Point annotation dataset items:
===

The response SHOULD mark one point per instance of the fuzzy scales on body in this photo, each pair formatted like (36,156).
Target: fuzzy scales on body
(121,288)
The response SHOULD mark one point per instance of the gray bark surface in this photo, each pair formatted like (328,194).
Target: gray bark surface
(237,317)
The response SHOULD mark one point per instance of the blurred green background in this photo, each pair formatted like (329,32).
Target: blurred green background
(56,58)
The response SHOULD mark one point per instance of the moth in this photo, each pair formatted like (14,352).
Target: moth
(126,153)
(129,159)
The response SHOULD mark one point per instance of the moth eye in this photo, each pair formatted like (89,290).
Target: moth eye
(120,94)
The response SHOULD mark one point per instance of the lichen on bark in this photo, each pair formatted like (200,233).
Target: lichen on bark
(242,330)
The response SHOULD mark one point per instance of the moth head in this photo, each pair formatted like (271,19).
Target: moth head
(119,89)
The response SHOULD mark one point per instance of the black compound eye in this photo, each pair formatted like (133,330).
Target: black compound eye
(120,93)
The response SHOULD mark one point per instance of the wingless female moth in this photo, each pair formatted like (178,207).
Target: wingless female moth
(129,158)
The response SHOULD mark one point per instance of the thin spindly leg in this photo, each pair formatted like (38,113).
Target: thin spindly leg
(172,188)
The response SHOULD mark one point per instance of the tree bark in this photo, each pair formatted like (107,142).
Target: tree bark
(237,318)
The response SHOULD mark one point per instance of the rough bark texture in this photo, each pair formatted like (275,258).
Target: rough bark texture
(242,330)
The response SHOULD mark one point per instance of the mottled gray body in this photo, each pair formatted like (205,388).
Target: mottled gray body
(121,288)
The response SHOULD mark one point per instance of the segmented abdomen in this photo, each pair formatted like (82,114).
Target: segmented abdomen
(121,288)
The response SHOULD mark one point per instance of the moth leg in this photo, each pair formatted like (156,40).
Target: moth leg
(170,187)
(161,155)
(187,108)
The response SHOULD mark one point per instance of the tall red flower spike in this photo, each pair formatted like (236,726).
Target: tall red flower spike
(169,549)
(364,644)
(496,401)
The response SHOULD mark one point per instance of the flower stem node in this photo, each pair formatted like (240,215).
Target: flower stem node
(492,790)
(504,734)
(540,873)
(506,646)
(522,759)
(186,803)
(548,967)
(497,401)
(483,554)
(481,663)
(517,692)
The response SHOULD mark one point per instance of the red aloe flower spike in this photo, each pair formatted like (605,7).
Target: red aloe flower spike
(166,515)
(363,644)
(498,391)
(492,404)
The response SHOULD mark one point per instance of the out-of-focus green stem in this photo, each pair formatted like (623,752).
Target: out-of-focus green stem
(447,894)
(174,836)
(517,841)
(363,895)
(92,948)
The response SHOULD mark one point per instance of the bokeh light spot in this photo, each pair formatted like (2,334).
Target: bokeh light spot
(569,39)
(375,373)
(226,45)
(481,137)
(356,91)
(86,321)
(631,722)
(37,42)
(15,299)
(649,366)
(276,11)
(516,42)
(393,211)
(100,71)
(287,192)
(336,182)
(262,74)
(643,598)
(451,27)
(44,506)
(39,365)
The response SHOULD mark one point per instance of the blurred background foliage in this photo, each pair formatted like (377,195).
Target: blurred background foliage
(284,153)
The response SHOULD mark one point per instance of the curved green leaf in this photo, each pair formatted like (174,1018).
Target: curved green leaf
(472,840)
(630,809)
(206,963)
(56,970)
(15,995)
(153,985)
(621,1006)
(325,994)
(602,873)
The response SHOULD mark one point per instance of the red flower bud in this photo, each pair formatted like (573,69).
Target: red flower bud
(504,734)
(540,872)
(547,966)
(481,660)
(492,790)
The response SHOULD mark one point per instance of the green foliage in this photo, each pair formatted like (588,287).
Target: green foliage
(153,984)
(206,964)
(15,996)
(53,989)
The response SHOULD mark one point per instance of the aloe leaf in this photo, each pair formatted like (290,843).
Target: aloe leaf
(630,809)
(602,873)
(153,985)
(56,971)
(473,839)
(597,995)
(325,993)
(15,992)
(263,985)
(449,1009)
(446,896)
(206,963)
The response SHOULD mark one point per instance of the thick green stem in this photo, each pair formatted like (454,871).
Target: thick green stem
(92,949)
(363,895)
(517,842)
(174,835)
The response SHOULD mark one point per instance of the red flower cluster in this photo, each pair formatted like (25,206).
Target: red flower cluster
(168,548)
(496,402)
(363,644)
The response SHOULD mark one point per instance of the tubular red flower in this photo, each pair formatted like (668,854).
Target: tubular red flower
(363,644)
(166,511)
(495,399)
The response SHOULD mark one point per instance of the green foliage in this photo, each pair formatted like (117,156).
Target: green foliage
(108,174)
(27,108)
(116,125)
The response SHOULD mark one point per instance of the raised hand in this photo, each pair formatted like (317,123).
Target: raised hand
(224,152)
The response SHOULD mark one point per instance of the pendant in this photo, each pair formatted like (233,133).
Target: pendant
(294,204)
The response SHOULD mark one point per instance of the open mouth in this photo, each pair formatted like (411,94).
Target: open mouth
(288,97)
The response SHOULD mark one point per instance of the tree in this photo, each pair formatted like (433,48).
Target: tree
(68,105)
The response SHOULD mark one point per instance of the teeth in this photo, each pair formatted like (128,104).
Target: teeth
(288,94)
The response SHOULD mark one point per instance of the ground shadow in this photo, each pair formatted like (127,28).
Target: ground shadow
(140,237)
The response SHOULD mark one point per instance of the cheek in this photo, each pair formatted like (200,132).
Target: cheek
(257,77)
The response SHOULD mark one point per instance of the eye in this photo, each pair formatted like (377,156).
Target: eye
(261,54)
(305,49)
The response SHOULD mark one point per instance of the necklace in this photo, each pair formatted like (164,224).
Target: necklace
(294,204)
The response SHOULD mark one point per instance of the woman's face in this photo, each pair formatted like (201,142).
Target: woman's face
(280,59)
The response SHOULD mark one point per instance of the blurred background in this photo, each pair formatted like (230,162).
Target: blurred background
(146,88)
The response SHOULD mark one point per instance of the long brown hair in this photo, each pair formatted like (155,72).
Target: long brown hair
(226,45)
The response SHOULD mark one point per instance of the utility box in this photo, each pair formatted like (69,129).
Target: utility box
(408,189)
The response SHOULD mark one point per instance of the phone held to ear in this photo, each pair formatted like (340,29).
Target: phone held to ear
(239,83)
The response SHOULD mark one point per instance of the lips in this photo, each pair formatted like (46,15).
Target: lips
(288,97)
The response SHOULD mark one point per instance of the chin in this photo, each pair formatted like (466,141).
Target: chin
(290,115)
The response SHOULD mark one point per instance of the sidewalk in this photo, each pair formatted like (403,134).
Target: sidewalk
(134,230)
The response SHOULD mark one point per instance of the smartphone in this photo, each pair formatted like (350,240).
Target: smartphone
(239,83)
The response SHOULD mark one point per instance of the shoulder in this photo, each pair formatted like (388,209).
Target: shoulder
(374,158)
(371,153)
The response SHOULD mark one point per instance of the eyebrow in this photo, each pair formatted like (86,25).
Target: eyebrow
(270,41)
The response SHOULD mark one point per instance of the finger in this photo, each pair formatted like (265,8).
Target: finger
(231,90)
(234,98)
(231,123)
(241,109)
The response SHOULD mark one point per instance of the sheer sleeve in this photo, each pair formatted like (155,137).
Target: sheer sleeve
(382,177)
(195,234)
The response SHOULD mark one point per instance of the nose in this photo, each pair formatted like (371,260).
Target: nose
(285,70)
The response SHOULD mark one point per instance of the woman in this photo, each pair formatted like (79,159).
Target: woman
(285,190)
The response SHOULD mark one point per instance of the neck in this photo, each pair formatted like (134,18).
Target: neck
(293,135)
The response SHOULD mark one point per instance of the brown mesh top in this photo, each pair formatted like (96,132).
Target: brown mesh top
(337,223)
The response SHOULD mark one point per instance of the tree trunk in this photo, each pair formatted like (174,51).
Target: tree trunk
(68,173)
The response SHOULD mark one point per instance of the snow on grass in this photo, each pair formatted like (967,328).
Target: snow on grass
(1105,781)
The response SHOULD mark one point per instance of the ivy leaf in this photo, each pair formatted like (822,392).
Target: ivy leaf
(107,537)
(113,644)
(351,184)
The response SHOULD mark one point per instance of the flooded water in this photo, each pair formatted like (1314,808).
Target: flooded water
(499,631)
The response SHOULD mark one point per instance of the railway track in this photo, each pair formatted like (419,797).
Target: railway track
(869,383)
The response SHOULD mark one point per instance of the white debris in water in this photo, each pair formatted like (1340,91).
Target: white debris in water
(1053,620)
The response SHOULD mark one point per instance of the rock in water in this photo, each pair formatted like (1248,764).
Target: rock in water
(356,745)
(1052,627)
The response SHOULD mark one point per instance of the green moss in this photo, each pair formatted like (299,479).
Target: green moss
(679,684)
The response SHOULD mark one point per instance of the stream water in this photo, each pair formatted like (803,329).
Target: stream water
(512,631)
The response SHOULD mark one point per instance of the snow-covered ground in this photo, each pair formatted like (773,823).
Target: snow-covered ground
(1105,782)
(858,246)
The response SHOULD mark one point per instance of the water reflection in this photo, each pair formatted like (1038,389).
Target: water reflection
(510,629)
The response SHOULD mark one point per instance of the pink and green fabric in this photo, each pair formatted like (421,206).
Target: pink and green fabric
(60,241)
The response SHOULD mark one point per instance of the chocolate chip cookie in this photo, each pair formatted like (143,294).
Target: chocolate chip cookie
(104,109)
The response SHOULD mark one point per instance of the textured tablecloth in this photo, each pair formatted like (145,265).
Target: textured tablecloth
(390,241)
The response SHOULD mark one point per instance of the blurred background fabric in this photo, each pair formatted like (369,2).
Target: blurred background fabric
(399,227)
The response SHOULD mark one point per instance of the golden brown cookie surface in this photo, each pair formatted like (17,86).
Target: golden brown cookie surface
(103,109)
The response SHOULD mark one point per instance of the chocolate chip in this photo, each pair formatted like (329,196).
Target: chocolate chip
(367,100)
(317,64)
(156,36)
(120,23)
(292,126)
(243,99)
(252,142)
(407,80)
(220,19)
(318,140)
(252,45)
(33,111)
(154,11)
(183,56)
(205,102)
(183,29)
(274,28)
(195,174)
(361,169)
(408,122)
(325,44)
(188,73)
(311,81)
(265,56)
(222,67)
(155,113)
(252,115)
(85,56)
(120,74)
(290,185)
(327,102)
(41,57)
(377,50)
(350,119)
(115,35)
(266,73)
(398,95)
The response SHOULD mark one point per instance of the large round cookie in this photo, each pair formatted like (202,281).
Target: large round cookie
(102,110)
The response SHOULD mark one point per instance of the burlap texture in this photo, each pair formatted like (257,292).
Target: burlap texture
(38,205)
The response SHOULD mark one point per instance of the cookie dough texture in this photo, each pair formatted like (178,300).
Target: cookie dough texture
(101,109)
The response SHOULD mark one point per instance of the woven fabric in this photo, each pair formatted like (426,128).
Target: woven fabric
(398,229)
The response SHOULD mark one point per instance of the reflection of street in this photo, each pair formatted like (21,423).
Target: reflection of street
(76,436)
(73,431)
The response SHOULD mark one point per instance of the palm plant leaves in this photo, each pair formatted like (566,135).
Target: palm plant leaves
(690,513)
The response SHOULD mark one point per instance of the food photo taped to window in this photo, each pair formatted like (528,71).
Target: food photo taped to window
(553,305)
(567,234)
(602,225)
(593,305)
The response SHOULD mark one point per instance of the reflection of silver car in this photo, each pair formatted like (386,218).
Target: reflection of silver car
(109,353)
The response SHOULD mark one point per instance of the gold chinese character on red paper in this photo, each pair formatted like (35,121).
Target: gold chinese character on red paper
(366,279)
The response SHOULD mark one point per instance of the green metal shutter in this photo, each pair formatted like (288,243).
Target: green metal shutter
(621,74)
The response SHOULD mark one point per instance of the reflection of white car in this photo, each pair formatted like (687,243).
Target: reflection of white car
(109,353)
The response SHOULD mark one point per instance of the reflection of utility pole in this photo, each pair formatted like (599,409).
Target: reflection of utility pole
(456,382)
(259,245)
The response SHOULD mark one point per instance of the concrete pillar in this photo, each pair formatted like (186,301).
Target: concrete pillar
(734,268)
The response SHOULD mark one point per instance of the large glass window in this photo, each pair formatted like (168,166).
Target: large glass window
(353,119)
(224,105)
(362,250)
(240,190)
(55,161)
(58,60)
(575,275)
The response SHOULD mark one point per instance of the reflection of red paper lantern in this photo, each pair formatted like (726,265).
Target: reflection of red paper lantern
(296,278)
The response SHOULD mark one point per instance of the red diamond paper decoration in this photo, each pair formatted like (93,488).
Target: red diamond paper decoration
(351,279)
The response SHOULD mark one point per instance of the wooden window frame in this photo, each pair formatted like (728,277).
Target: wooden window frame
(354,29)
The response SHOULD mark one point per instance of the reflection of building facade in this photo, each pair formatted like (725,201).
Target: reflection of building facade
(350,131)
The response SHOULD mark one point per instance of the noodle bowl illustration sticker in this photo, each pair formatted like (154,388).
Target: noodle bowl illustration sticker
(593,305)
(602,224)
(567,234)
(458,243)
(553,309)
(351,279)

===

§ **DIRECTIONS**
Rescale the items from the line containing "formatted like (725,201)." through the end of the items, both ends included. Rewrite every line in that span, requests included, and multiply each point coordinate in the answers by 2.1, rounding to whole numbers with halves rounded up.

§ **EXERCISE RESULT**
The response SHOULD mark one point per instance of the reflection of building facade in this photo, each pair formatted like (725,201).
Target: reflection of building facade
(735,275)
The response SHOULD mark one point per instance of the noodle bowl illustration sticker in this photo, each pair formatted like (154,388).
Target: noodle bowl illustration sticker
(1245,641)
(1264,470)
(1191,491)
(962,510)
(1161,649)
(737,586)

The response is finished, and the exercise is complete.